映画『修道士は沈黙する』は3月17日(土)より、Bunkamuraル・シネマほか全国順次ロードショー。
ドイツの北部にあるハイリゲンダムの空港に、イタリア人の修道士ロベルト・サルスが降り立ちます。彼は迎えの車に乗り、G8の財務相会議が開かれるリゾート地の高級ホテルに向かいます。
その会議の前夜、天才的なエコノミストの国際通貨基金の専務理事ダニエル・ロシェからは、修道士サルスはロシェから告解をしたいと告げられますが、翌朝になるとロシェは死体が発見されてしまう…、自死か、他殺か?
CONTENTS
1.映画『修道士は沈黙する』の作品情報
【公開】
2018年(フランス・イタリア映画合作)

—————

実施作業:
[1] 映画『修道士は沈黙する』の紹介文に照らして、次の(a)〜(c)が正しいかを「はい」か「いいえ」で答え、判断の決め手となる紹介文の語句を一字一句違えずに引用してください。(a) ロベルト・サルスはイタリア人の修道士である。(b) G8の財務相会議はハイリゲンダムの空港で開かれる。(c) この映画は2018年のドイツ・イタリア合作である。
[2] 映画『修道士は沈黙する』の紹介文を、途切れた箇所から書き進めてください。

データ内容:
—————

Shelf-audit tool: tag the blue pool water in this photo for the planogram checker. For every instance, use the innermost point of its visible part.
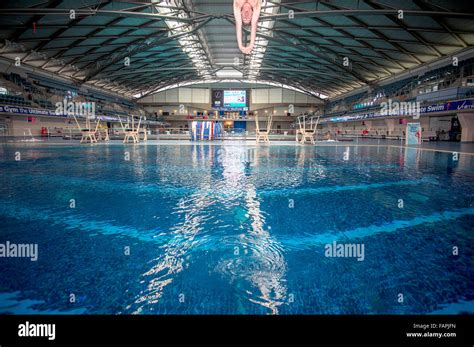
(233, 229)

—————

作業別回答:
[1]
(a) はい。「イタリア人の修道士ロベルト・サルス」
(b) いいえ。「G8の財務相会議が開かれるリゾート地の高級ホテル」
(c) いいえ。「2018年(フランス・イタリア映画合作)」

[2]
【原題】
Le confessioni
【監督】
ロベルト・アンドー
【キャスト】
トニ・セルビッロ、コニー・ニールセン、ピエルフランチェスコ・ファビーノ、マリ=ジョゼ・クローズ、モーリッツ・ブライブトロイ、リシャール・サムエル、ヨハン・ヘルデンベルグ、伊川東吾、アレクセイ・グシュコブ、ステファーヌ・フレス、ジュリアン・オベンデン、ジョン・キーオ、アンディ・ド・ラ・トゥール、ジュリア・アンド、エルネスト・ダルジェニオ、ダニエル・オートゥイユ、ランベール・ウィルソン
【作品概要】
『ローマに消えた男』で知られるイタリア人監督ロベルト・アンドが、世界経済を牛耳る大物政治家の集まりに招かれた清貧な修道士が思わぬ事件に巻き込まれる様子を描いた社会派ミステリー。
修道士サルス役を『グレート・ビューティー 追憶のローマ』のトニ・セルビッロ、ロシェ役を『八日目』のダニエル・オートゥイユ、絵本作家役を『ワンダーウーマン』のコニー・ニールセンら共演で演じています。
2017年4月に開催された「イタリア映画祭2017」ではタイトルを『告解』ので上映。
2.映画『修道士は沈黙する』のあらすじ
ドイツの北部に位置するハイリゲルダムの空港に、1人の白い修道士服を着たイタリア人修道士のロベルト・サルスが降り立ちます。
彼は運転士の迎えを受け、送迎車に乗って国際的な会合が開かれる、バルト海に面したリゾート地の高級ホテルに向かいます。
そこで行われるのはG8財務相会議。各国の財務大臣により、世界市場に多大な影響を与える再編成の決定が下されようとしています。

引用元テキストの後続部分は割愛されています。